**Task to complete**
Report, as a bare number, how many lines in the data contain "plastic".

(Source records)
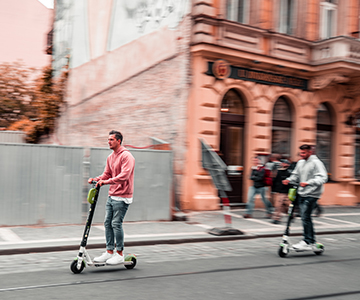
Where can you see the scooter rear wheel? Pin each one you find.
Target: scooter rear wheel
(130, 257)
(74, 269)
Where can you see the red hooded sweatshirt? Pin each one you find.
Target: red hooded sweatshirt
(119, 173)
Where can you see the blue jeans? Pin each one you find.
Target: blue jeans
(251, 199)
(115, 213)
(307, 204)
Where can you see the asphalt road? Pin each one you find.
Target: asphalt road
(243, 269)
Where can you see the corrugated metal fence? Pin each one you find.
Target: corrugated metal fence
(47, 184)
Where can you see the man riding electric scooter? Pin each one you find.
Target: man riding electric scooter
(310, 175)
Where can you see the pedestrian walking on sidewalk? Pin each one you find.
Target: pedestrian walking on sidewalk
(281, 197)
(119, 174)
(258, 187)
(310, 175)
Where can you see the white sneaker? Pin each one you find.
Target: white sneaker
(103, 257)
(115, 259)
(302, 246)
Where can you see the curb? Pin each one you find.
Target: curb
(210, 238)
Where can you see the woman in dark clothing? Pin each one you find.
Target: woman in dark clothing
(281, 200)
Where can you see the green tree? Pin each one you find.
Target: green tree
(34, 108)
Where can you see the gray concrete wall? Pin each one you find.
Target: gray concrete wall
(47, 184)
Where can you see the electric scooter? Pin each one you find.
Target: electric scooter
(285, 245)
(83, 258)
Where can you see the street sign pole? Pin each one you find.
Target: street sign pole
(217, 169)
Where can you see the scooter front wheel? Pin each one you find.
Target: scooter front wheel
(319, 249)
(74, 268)
(130, 257)
(283, 251)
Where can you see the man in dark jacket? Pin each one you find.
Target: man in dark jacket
(281, 200)
(257, 176)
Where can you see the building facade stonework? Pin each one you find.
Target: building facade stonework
(248, 77)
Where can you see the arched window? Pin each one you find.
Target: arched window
(281, 128)
(324, 135)
(357, 155)
(232, 142)
(232, 128)
(238, 10)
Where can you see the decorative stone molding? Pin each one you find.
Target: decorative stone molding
(324, 81)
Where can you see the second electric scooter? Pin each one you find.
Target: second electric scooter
(83, 258)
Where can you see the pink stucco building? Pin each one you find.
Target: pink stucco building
(24, 27)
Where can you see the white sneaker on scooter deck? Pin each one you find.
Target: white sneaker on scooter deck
(302, 246)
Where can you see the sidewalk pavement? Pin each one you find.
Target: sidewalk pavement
(29, 239)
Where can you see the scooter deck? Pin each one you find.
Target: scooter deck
(103, 264)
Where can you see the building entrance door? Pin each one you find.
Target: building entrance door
(232, 144)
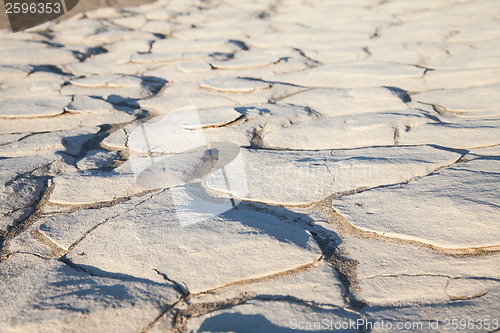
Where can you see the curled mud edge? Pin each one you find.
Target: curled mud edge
(346, 227)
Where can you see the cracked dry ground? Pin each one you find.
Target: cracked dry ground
(370, 137)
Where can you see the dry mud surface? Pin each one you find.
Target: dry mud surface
(252, 166)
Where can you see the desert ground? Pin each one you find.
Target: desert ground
(256, 166)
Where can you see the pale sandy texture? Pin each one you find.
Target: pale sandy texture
(246, 166)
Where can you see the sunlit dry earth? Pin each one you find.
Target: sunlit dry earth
(252, 167)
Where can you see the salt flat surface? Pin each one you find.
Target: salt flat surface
(230, 166)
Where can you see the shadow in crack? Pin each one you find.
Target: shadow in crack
(238, 322)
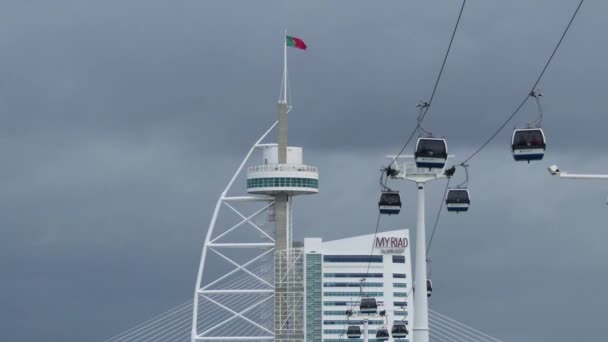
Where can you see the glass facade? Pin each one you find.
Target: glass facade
(353, 294)
(343, 264)
(399, 259)
(314, 303)
(354, 275)
(365, 284)
(353, 258)
(282, 182)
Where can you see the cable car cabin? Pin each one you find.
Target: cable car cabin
(399, 330)
(431, 153)
(368, 306)
(353, 331)
(528, 144)
(382, 334)
(389, 203)
(458, 200)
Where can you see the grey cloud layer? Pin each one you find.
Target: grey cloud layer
(122, 120)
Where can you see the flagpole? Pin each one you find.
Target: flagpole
(284, 99)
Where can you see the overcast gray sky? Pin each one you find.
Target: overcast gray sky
(121, 121)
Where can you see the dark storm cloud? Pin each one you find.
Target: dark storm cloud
(122, 120)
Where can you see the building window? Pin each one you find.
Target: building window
(353, 294)
(399, 259)
(353, 258)
(351, 322)
(365, 284)
(352, 275)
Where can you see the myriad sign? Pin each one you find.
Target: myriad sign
(391, 245)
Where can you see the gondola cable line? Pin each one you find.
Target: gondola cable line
(533, 88)
(428, 103)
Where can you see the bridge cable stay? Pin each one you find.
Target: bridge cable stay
(456, 333)
(451, 337)
(462, 325)
(164, 325)
(139, 327)
(427, 104)
(532, 89)
(174, 316)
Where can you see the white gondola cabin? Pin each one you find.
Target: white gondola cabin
(353, 331)
(528, 144)
(399, 330)
(368, 306)
(382, 334)
(431, 153)
(389, 203)
(458, 200)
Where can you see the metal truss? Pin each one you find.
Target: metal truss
(233, 299)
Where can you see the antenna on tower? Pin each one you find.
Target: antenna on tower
(283, 94)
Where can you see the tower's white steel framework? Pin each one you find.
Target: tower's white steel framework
(260, 295)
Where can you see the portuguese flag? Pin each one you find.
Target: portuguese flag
(295, 42)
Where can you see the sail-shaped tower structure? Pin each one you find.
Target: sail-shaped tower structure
(250, 280)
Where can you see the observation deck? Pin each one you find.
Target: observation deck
(292, 179)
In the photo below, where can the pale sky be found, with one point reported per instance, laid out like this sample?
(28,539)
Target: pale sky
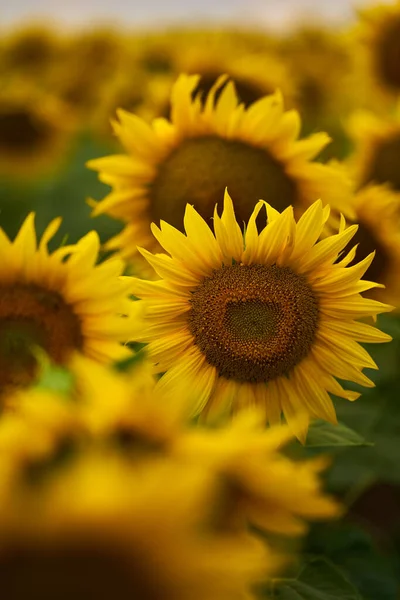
(145,13)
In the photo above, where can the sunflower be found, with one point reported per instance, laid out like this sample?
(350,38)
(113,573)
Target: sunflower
(30,50)
(35,129)
(60,302)
(255,152)
(270,319)
(377,148)
(88,63)
(250,480)
(381,237)
(379,34)
(322,101)
(255,74)
(117,536)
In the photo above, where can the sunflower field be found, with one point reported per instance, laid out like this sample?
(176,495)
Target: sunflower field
(199,312)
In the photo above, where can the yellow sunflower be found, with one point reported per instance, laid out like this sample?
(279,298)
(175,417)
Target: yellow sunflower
(29,50)
(250,480)
(379,34)
(35,129)
(255,74)
(377,148)
(254,151)
(60,302)
(381,236)
(269,319)
(116,536)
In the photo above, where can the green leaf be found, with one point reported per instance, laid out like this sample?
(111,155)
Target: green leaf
(317,580)
(323,434)
(56,379)
(130,363)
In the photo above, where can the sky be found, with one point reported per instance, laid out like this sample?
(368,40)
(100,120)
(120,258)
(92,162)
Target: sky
(278,14)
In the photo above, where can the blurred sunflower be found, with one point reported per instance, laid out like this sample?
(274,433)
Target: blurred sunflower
(381,236)
(88,64)
(255,74)
(379,32)
(309,54)
(30,51)
(255,152)
(130,90)
(376,154)
(117,536)
(60,302)
(269,319)
(35,130)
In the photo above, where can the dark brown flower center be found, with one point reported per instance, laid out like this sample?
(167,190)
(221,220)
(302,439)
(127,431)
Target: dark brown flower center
(198,171)
(247,91)
(254,322)
(31,317)
(385,163)
(21,131)
(387,57)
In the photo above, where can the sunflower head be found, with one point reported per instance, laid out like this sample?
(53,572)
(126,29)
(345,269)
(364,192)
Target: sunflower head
(30,50)
(269,318)
(381,236)
(203,148)
(36,130)
(379,33)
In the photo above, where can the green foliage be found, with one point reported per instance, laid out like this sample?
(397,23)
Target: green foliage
(57,379)
(373,571)
(317,579)
(325,435)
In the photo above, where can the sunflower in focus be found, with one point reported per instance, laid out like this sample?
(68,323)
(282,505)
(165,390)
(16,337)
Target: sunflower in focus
(250,481)
(377,148)
(35,130)
(268,319)
(379,33)
(203,149)
(59,302)
(381,236)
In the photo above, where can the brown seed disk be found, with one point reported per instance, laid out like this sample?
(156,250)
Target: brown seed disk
(21,132)
(199,170)
(254,322)
(247,91)
(31,316)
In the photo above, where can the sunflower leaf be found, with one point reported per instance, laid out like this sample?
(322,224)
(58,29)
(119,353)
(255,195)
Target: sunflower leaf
(56,379)
(323,434)
(318,580)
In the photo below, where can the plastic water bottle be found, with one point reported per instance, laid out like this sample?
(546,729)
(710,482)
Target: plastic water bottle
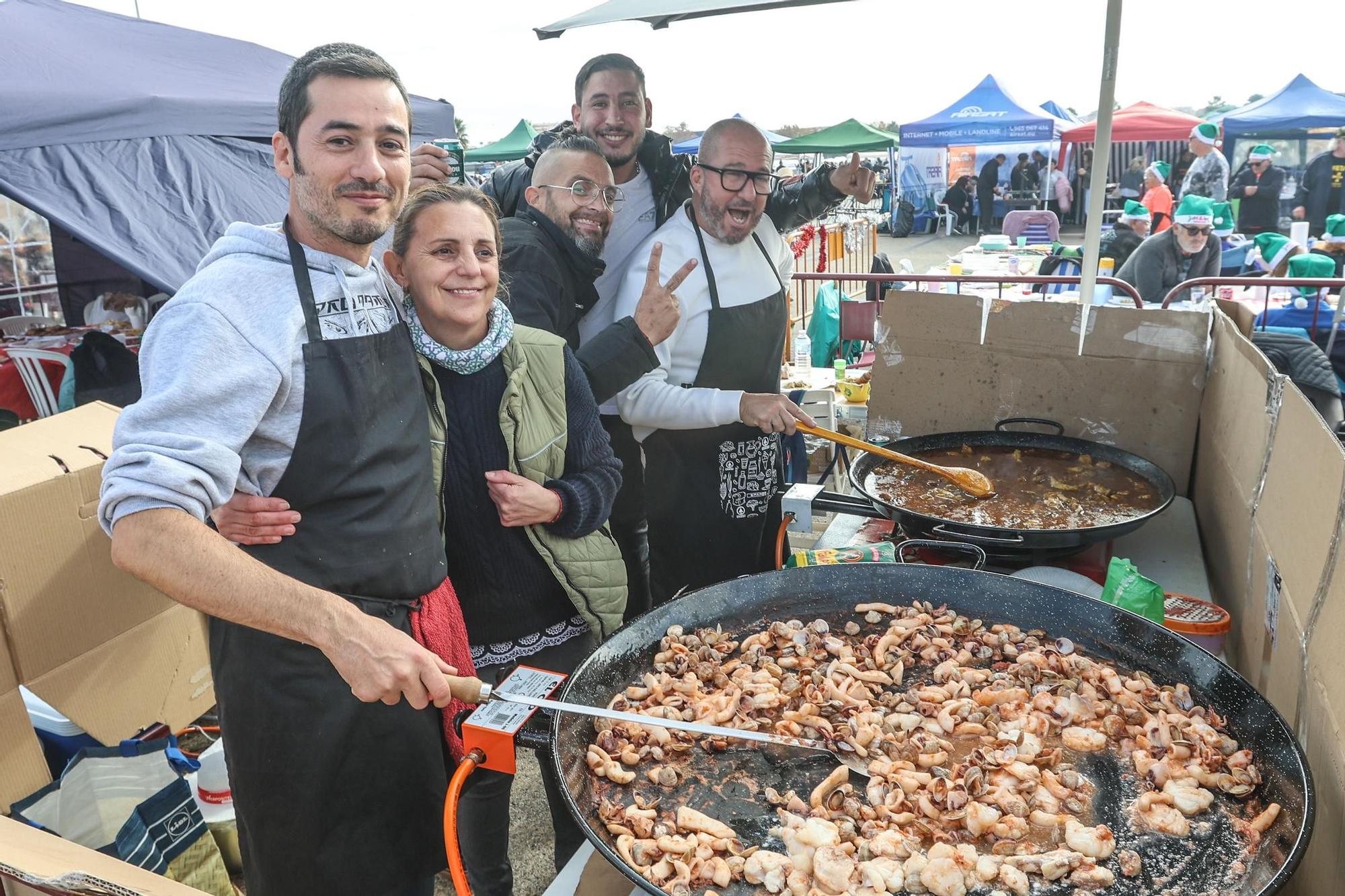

**Solution to the problem**
2